• _TASK BRIEF_
Reproduce the entries below exactly, but only from the line containing "Target: brown leather armchair" to the line containing "Target: dining chair", inclusive.

Dataset entries:
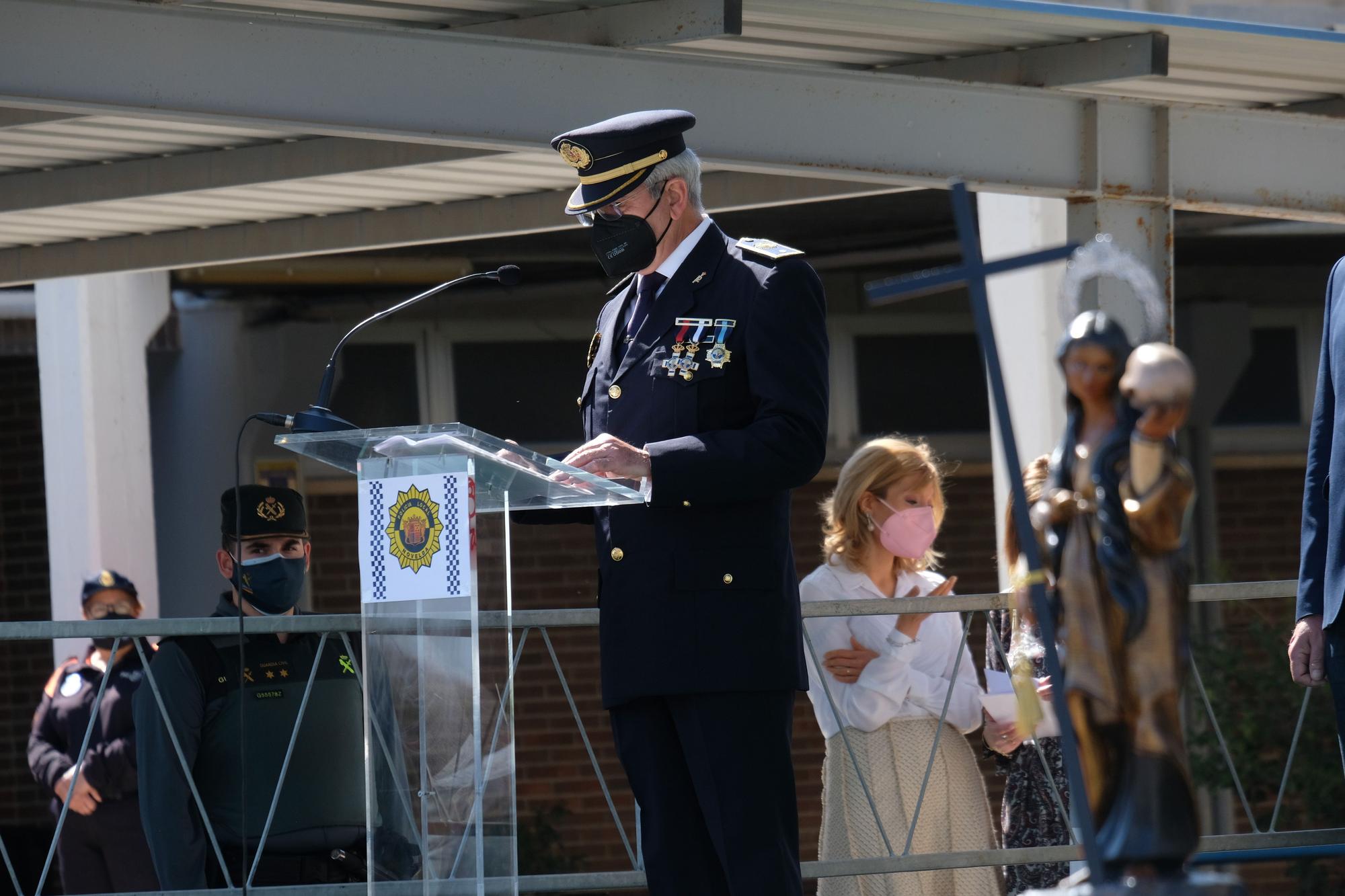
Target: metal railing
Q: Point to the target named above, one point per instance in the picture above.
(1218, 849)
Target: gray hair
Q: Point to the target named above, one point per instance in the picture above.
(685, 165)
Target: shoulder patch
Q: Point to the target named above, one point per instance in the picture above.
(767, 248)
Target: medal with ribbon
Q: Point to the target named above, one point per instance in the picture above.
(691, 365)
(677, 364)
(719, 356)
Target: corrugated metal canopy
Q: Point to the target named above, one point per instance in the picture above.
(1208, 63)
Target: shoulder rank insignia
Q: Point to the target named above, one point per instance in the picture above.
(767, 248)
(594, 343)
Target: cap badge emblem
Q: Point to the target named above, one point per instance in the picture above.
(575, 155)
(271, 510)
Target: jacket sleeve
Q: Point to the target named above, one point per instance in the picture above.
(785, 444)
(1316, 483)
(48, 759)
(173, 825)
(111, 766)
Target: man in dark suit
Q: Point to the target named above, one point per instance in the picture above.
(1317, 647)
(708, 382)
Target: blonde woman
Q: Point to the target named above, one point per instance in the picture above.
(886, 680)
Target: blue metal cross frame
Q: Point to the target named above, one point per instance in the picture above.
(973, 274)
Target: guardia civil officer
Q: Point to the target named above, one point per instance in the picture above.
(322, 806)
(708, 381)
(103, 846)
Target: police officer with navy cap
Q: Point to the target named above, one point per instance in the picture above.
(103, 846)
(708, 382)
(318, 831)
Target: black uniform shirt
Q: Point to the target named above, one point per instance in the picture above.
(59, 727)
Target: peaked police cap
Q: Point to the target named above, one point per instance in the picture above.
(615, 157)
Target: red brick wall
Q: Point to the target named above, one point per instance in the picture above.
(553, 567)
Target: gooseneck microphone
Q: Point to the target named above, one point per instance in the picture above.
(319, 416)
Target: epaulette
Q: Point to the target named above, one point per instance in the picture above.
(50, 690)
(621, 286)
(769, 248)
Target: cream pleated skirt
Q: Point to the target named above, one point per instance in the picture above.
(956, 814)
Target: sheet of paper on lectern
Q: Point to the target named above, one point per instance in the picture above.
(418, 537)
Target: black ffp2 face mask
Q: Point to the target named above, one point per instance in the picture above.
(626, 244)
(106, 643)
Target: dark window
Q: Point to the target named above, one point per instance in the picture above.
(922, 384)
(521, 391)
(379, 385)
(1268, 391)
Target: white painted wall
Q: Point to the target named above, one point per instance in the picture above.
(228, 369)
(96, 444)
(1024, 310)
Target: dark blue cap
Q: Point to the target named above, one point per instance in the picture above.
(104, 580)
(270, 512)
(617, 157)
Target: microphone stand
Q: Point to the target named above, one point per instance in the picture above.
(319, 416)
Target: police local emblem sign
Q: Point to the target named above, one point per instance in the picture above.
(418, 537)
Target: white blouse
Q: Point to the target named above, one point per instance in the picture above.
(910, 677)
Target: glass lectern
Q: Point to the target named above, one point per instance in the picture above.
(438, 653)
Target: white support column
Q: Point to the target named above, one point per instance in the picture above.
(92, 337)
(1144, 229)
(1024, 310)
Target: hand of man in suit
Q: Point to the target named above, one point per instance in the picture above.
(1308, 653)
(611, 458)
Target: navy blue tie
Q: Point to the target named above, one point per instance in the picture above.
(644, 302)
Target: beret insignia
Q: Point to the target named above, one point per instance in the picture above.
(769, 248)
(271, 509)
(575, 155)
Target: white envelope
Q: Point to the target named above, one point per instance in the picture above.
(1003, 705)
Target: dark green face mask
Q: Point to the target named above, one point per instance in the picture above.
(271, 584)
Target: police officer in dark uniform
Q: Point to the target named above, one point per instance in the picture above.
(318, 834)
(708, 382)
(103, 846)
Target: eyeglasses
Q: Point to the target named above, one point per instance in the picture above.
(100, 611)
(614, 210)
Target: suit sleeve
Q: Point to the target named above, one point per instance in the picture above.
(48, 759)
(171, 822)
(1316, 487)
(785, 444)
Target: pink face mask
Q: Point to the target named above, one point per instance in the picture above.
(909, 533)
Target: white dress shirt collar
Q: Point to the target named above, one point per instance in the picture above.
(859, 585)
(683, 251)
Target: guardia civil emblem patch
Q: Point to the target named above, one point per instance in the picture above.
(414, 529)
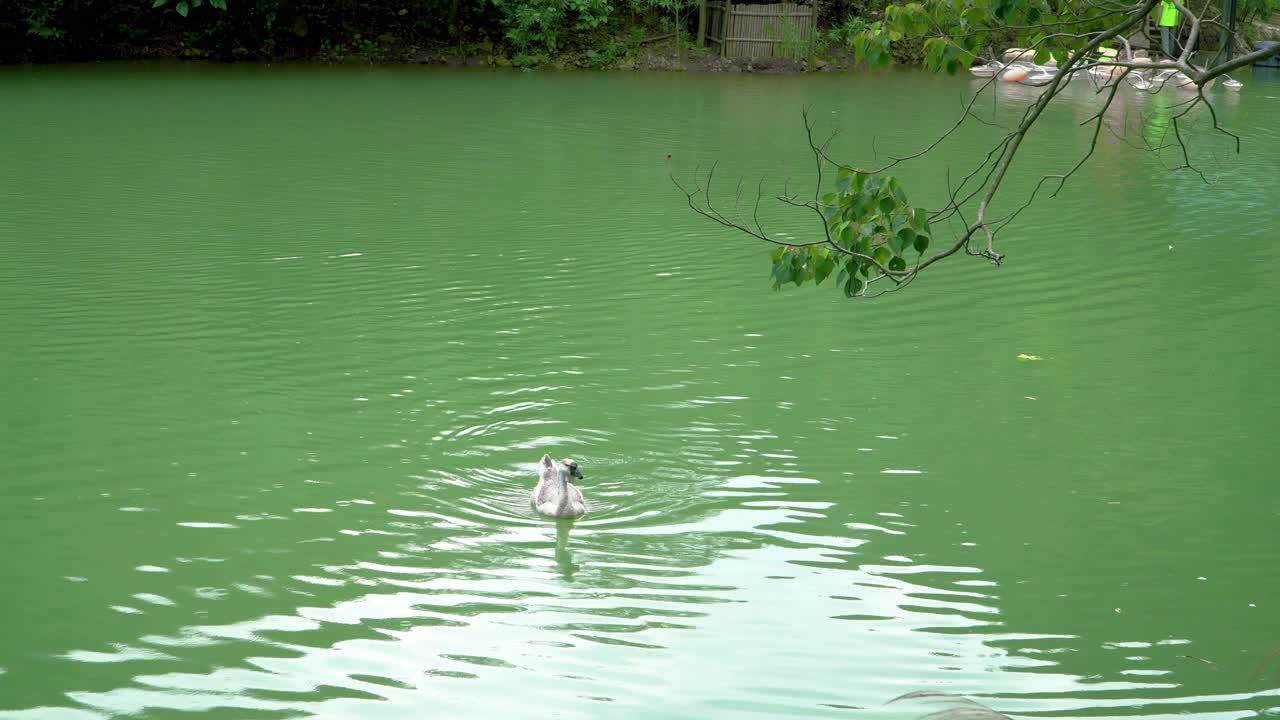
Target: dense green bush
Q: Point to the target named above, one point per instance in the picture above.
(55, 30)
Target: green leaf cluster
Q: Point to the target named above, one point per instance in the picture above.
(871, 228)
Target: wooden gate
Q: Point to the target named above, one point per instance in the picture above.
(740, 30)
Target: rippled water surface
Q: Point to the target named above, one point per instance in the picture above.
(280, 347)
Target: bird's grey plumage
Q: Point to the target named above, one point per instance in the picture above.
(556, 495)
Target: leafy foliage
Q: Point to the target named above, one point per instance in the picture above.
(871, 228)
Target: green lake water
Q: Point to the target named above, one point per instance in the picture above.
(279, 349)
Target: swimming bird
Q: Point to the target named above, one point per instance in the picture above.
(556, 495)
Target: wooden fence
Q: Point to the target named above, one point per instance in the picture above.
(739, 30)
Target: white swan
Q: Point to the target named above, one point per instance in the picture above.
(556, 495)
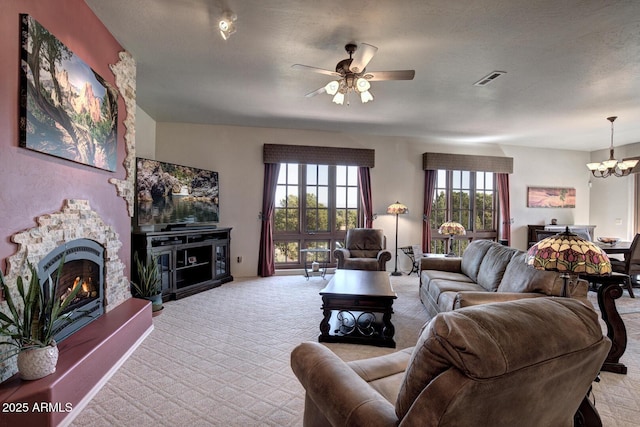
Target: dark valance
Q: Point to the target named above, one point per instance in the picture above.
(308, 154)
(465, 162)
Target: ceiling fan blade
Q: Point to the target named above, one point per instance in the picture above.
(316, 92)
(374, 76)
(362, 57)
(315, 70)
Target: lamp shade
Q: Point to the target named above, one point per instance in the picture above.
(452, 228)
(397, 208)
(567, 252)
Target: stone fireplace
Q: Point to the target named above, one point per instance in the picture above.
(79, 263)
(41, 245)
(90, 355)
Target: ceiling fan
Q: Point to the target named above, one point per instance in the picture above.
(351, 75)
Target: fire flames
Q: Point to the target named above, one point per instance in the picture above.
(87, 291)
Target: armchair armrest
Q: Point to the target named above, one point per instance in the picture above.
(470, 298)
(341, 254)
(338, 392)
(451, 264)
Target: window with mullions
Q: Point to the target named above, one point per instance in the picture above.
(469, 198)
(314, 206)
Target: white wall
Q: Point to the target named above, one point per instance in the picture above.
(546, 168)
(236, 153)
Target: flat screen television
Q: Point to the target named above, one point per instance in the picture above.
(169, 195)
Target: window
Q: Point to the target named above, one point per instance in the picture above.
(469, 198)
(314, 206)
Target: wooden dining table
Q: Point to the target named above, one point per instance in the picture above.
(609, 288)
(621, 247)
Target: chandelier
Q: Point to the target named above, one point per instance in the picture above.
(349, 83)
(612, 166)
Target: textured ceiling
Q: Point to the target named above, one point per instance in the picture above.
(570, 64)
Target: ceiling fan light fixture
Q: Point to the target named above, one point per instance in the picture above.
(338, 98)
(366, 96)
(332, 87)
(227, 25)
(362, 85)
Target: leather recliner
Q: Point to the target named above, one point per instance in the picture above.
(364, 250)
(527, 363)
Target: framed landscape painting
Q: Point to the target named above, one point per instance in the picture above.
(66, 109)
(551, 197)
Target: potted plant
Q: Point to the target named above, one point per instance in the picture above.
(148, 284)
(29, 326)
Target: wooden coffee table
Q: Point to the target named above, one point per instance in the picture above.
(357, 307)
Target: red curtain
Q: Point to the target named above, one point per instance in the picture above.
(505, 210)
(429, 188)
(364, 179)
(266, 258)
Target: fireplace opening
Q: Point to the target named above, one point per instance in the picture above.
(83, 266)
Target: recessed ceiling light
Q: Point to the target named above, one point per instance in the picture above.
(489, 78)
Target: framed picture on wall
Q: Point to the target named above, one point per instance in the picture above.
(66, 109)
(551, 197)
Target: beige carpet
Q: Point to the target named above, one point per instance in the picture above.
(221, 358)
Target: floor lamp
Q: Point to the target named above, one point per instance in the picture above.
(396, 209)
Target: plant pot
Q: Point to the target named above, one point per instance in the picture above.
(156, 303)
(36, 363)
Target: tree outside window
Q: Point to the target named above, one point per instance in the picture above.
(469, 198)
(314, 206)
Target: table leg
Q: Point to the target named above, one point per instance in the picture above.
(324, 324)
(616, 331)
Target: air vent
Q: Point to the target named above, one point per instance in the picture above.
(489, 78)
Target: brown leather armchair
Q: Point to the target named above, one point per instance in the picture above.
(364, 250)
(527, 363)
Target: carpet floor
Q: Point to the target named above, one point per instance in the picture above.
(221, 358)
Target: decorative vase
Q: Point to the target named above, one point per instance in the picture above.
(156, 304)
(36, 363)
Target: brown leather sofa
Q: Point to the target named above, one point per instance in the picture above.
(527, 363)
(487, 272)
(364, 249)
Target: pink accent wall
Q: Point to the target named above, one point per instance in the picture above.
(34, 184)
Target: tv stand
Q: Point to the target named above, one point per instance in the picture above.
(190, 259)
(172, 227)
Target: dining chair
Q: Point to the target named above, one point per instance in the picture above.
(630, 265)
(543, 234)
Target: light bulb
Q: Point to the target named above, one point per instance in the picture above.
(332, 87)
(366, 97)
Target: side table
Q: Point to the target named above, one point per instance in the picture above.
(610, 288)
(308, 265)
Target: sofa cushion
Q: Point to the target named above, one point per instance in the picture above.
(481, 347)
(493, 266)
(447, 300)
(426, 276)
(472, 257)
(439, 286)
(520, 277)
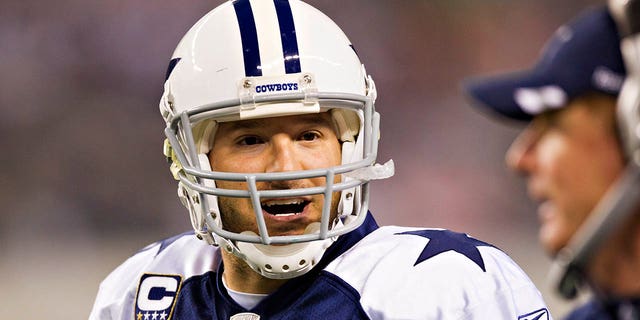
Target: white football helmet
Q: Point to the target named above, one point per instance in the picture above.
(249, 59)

• _OUTPUT OF THE EXERCISE_
Target: brown leather armchair
Q: Point to the target named above, one point per instance in the picture above.
(364, 250)
(527, 363)
Target: carpet floor
Q: Point to the target named above, one point per instance in the picture above.
(221, 358)
Target: decorative vase
Q: Point to the target named above, one point per instance in the picture above.
(156, 304)
(36, 363)
Target: brown leather sofa
Q: Point to the target named above, one point per instance in the picture above.
(527, 363)
(487, 272)
(364, 249)
Target: pink accent wall
Q: Point to the target named above, one point per instance in the picture above.
(34, 184)
Target: tv stand
Q: Point to the target named above, one point per instance in the picture above.
(190, 259)
(172, 227)
Target: dining chair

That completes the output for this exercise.